INFORMATION SHOWN:
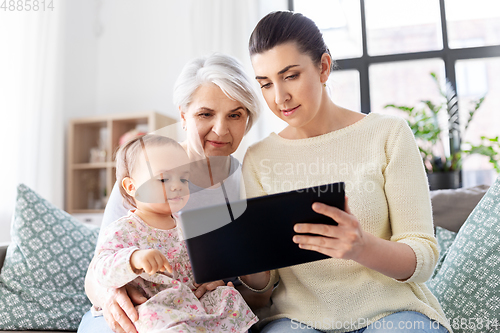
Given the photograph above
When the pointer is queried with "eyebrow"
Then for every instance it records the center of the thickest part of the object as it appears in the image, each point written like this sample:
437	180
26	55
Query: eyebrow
204	108
284	70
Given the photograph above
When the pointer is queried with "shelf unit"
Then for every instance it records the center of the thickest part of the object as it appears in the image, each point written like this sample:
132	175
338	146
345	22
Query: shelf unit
89	182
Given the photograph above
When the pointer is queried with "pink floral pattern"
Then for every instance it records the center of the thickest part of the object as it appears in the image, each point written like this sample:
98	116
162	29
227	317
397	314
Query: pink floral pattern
172	306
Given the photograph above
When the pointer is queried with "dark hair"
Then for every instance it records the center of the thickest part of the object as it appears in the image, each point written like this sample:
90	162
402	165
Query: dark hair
283	26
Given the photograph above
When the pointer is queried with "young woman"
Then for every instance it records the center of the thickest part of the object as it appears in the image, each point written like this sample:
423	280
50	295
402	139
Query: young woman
383	248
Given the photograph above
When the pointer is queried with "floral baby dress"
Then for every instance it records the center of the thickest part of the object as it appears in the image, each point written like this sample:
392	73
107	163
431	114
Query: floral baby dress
172	306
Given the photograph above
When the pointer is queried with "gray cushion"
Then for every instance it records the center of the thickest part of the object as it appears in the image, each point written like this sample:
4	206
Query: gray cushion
450	208
468	283
42	279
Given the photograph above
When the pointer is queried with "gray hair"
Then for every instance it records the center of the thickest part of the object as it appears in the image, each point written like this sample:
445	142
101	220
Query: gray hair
224	71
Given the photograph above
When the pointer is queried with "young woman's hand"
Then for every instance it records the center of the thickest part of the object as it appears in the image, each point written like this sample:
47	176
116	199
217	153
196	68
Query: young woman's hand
201	289
345	241
149	261
118	309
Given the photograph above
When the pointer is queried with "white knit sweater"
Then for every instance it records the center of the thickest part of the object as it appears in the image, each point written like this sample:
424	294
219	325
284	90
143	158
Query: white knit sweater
379	161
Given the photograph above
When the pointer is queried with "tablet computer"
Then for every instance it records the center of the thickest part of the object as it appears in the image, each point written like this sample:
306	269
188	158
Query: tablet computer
254	235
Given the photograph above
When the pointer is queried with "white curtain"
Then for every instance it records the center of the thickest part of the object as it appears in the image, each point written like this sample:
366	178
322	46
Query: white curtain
32	136
225	26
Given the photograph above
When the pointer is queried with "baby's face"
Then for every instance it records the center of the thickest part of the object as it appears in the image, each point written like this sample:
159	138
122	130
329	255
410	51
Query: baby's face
167	190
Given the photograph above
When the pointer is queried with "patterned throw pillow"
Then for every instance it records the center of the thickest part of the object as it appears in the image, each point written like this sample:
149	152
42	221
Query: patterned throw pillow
468	283
444	239
42	280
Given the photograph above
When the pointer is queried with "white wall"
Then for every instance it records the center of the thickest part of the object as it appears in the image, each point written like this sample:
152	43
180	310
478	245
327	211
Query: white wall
124	55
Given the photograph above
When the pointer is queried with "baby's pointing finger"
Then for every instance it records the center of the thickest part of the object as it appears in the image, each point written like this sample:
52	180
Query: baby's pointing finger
332	212
317	229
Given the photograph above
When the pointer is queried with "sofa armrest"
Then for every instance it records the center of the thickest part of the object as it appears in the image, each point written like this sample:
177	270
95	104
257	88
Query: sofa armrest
450	208
3	252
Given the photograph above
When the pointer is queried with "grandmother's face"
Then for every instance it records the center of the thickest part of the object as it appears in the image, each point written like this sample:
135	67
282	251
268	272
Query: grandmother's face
215	124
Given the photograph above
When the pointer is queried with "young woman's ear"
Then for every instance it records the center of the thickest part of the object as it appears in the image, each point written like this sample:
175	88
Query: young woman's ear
183	118
129	186
326	64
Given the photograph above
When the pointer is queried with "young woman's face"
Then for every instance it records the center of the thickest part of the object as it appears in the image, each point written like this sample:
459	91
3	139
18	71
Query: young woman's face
166	191
215	124
291	83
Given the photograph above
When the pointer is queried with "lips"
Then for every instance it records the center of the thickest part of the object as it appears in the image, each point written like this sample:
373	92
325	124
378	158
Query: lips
217	144
289	112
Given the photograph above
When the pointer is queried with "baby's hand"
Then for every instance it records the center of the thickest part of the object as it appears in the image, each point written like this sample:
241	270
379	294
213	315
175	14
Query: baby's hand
149	261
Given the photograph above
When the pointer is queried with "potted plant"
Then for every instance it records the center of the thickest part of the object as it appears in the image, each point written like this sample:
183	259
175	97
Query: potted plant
441	142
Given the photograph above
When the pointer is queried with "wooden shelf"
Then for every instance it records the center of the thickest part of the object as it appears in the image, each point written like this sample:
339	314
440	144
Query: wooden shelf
99	165
92	143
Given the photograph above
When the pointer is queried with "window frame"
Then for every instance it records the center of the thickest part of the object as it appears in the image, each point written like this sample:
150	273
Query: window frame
448	55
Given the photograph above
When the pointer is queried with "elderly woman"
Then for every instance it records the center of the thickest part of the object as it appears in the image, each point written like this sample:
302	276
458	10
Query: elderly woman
217	105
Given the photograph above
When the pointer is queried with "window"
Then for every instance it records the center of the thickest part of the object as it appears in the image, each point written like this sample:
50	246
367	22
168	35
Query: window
387	49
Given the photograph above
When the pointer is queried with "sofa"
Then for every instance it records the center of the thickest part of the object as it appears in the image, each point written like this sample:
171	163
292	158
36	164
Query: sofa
450	209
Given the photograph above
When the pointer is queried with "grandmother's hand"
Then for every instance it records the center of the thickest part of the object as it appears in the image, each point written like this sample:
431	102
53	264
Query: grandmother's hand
345	241
201	289
119	311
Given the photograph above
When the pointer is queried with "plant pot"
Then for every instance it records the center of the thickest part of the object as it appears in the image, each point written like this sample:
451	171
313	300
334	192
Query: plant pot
444	180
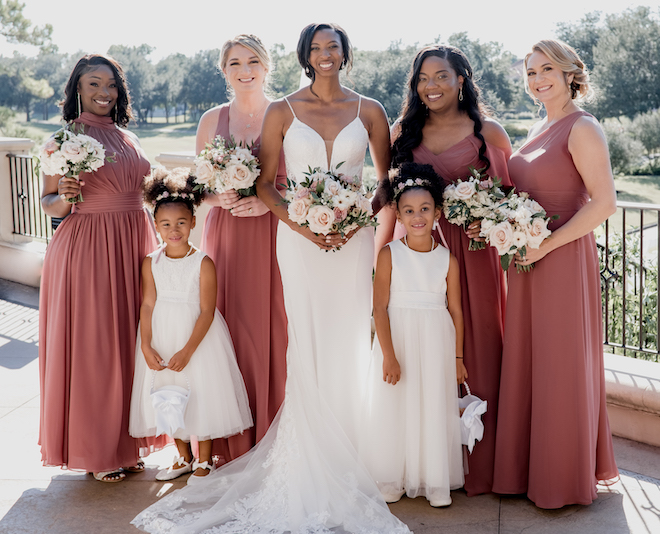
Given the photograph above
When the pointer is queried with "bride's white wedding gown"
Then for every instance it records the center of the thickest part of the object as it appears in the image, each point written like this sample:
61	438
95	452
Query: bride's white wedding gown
305	475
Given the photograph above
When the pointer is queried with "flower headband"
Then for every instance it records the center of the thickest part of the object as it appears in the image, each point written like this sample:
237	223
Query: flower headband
402	186
166	194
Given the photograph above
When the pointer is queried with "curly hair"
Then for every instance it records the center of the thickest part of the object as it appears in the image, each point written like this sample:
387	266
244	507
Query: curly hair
413	111
422	175
304	48
123	112
166	187
566	58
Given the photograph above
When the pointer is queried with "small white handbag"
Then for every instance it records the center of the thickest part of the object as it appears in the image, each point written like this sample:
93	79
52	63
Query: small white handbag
471	409
169	404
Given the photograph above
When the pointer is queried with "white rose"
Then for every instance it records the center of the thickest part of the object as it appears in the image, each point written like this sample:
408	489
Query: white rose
320	219
240	176
537	231
298	210
501	237
73	151
204	171
465	190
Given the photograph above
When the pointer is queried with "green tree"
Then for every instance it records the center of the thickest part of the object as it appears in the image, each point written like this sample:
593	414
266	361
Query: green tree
17	29
140	74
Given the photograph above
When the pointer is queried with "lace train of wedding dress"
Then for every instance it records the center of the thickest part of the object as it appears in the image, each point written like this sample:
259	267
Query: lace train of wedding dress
304	476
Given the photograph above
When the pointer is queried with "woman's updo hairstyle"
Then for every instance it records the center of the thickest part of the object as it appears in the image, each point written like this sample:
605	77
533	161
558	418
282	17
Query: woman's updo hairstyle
122	114
411	175
305	47
567	60
166	187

AIM:
Make an exact copy of the listing above. Do not include the pictures.

REPLY:
Given the photograph above
When the pointer is queried with "eyebrow"
Then for every instance it records the center of the thickest part of the object as it appears in the image, each point written like this sample:
437	180
26	55
Query: eyebrow
204	108
284	70
Given the photograph above
When the pointer is queried with "shelf unit"
Then for every instance it records the center of the thickest part of the object as it appears in the image, each point written like this sample:
132	175
338	146
345	22
Query: shelf unit
89	182
Given the photograph above
When the pointer is queried with "pink floral pattern"
Then for every instance it records the center of the thickest part of the object as it appears in the image, each point written like this sample:
98	116
162	29
227	317
397	314
Query: pink floral pattern
172	306
Given the photograph above
When the pointer is queried with "dark hair"
Then for every instance it records the center of the thickest part of the object as it appears in the image, each point written like this sample:
90	162
402	165
Query: dark hair
283	26
Given the photograph above
When the pointer is queried with "young woman"
Then for every instance it records the center of the thickest part of the object as it appears in the image, each point written like this sample:
423	280
50	295
402	139
Query: young woman
383	248
Given the photograph above
When the pointer is queried with "floral baby dress"
Then for every instance it records the center of the thickest part of the object as it appears in the image, each point written like this sample:
392	73
107	163
431	114
Query: floral baby dress
172	306
Given the photograph above
When the pointer is queried with "gray cushion"
Then for every instance it records the center of the thickest part of the object as it appears in the image, each point written like this sample:
4	206
Query: gray cushion
450	208
468	283
42	279
Given the photograph above
When the pointer is queried with "gray hair"
Then for every instance it records the center of the thickest part of the object as it appears in the image, each point written like this sample:
445	142
101	220
Query: gray hair
224	71
Given the photograph above
When the pointer is queried with "young woman's hand"
Then for every instance it records the center of the thickest part of the object as it appears in the image, each point written like this sample:
47	176
116	199
217	153
196	68
Query: young woman's hand
201	289
345	241
149	261
118	309
Given the photograph above
When the pointer is queried with "white knit sweater"
Then for every instance it records the center of the thickest part of the object as it appears in the image, each point written like this sample:
424	294
219	325
284	90
143	158
Query: white knit sweater
379	161
Given the photograph above
When the pointer is queried with "tablet computer"
Then for every instance it records the center of the thickest part of the object as it appears in the image, each point written like this sample:
306	269
188	158
Query: tablet computer
254	235
Given the photograph above
When the pointer is queried with "white curtain"
Then for every instance it records the center of the thickest part of the object as it appears in the image, each point written like this sample:
366	178
322	46
Query: white curtain
32	136
225	26
Given the photograph above
When the pointer is queried with "baby's face"
Then for every instance it records the center of the thickest part of the object as it appears in the image, each point written like this sample:
159	138
122	130
329	255
410	51
Query: baby's face
167	190
Given the photograph above
When the pointer is queried with "patterned throw pillow"
Then for every instance it records the center of the thickest part of the object as it appears in the image, each point written like this sample:
149	152
42	221
Query: patterned throw pillow
468	283
444	239
42	280
Given the photograph above
When the pointer is queried with "white wall"
Then for every instance it records the center of the thickest part of the object as it appears in the image, each point written like this sample:
152	43
180	310
478	245
327	211
Query: white wall
124	55
Given the photograph above
When the pointer is queried with "baby's pointing finger"
Then for every instance it records the center of the thickest part of the object as it appears in the image, each point written like this sample:
52	180
Query: baby's pointing finger
332	212
317	229
Given the photograph above
When the pointer is queried with "sofa armrest"
Then for every instance it records the center of the thickest part of the object as it appears in the image, each point written like this sample:
177	270
95	104
257	88
Query: sofa armrest
450	208
3	252
Given the photograph above
When the pointer is queried with "grandmother's face"
Then for every instance it records the center of the thickest part of the object as it appears in the image, each point written like this sample:
135	67
282	251
268	272
Query: grandmother's face
215	124
Given the photograph above
When the pointer is queried with "young woman's ear"
Then for every instance it records the center of the thickest part of the object as it appears in the image, each point written like this sample:
175	88
Query: young woman's ear
183	118
129	186
326	64
Given the photograph above
When the pointer is queried with "young woman's face"
Then for every instance it records the center of the thickest part of the object as it appears in the image, each point written like this sample:
459	91
3	139
18	71
Query: young woman's face
166	191
215	124
291	83
Given the photograph above
When the pointer is queried with "lips"
Then for every instance it records the center of the thickest part of the object as it appears in the image, each point written like this sample:
373	92
325	124
378	158
Query: lips
217	144
289	112
Given the photograph above
When the pointer is queried with "baby's hand"
Then for every instance it records the center of the thickest part of the object as it appears in the image, each point written like this sample:
241	270
379	294
213	315
175	14
Query: baby's hand
149	261
Given the photograph above
When the pointer is queried with "potted plant"
Then for every instance it records the center of the thickest part of the object as it appears in the image, each point written like this sample:
183	259
175	97
Query: potted plant
441	142
Given the photograph above
When the pointer is queried with "wooden shelf"
Then for every instance it records the center of the thickest part of the object as it appears in the image, each point written like this sample:
339	314
440	144
Query: wooden shelf
99	165
92	143
Given the photograph above
When the pointer is queried with "window frame"
Then for every instance it records the center of the thickest part of the object as it appears in the image, each point written like this sample:
150	273
Query: window frame
448	55
Given the photograph above
When the pointer is queried with "elderly woman"
Then for every instance it records the center of the thickest part of the object as it appears in the image, each point written like this sample:
302	276
458	10
Query: elderly woman
217	105
Given the photograph above
When the pointer is queried with "window"
Then for every instance it records the center of the thickest part of the object as it appears in the image, each point written like this sample:
50	246
367	22
168	35
Query: window
387	49
Given the photograph above
When the pointer is queried with "sofa"
Then for every instance it records the center of the thickest part of the object as it appears in the image, each point written like this sample:
171	163
292	158
36	164
Query: sofa
450	209
Given the photograph above
When the pointer is queried with "grandmother's hand"
Then for every instance it records the center of the thickest part of the object as it appears in the image, each point written like this sample:
431	102
53	264
Query: grandmother's hand
345	241
201	289
119	311
Given the photograph above
When the pointer is queried with "plant pot"
Then for every instance it records the center of the thickest part of the object as it appears in the image, each point written like this sample:
451	171
313	300
334	192
Query: plant pot
444	180
Given the photograph above
When the pointer is queried with "bride's white wedding gown"
Then for every instance it records the center of the thickest part of the object as it appears in the image, each point written like this sample:
61	438
95	452
Query: bride's white wedding gown
305	475
Given the photograph above
When the pointer is queried with "flower headband"
Then for every instance it records the center of the thickest part of the object as it appears in the image, each point written like this sample:
237	223
Query: flower headband
402	186
166	194
Given the photograph above
When the pointer is queried with "curly hair"
Then for every instance it records the center of the thickest part of the object as it appears in the image, each point written like this sample:
387	266
244	507
Query: curly hair
413	111
422	175
304	48
123	112
166	187
566	58
Given the photograph above
When the pointer is queried with "small white handbag"
Then for every instance it records the center of the thickest part of the object as it appears in the image, each point written like this sample:
93	79
52	63
Query: small white handbag
471	409
169	404
Given the photograph above
When the pointer is queried with "white rose"
Then for every instance it records the center of the thickest part of the object as it appears in the image, each point written like this sample:
408	489
Query: white rose
320	219
240	176
537	231
298	210
501	237
73	151
204	171
465	190
Given the photograph above
When the pointer is queried with "green tree"
Then for every instance it records the center of the thickest part of the object as it appears in the image, each point written like this sample:
593	414
266	361
Query: green tree
17	29
140	74
Given the photograph above
When the pointer is queried with "lace train of wedding dress"
Then for every instance it records the center of the thickest part of the object as it appears in the image, each point written like this sample:
259	267
Query: lace train of wedding dress
304	476
Given the photograph above
When the pointer is queried with "woman's updo hairstyle"
Then for every instance it records the center of the thickest part of the object as it appears in the image, each point written like this sample:
605	77
533	161
558	418
282	17
Query: woman's updo hairstyle
122	114
411	175
305	47
567	60
166	187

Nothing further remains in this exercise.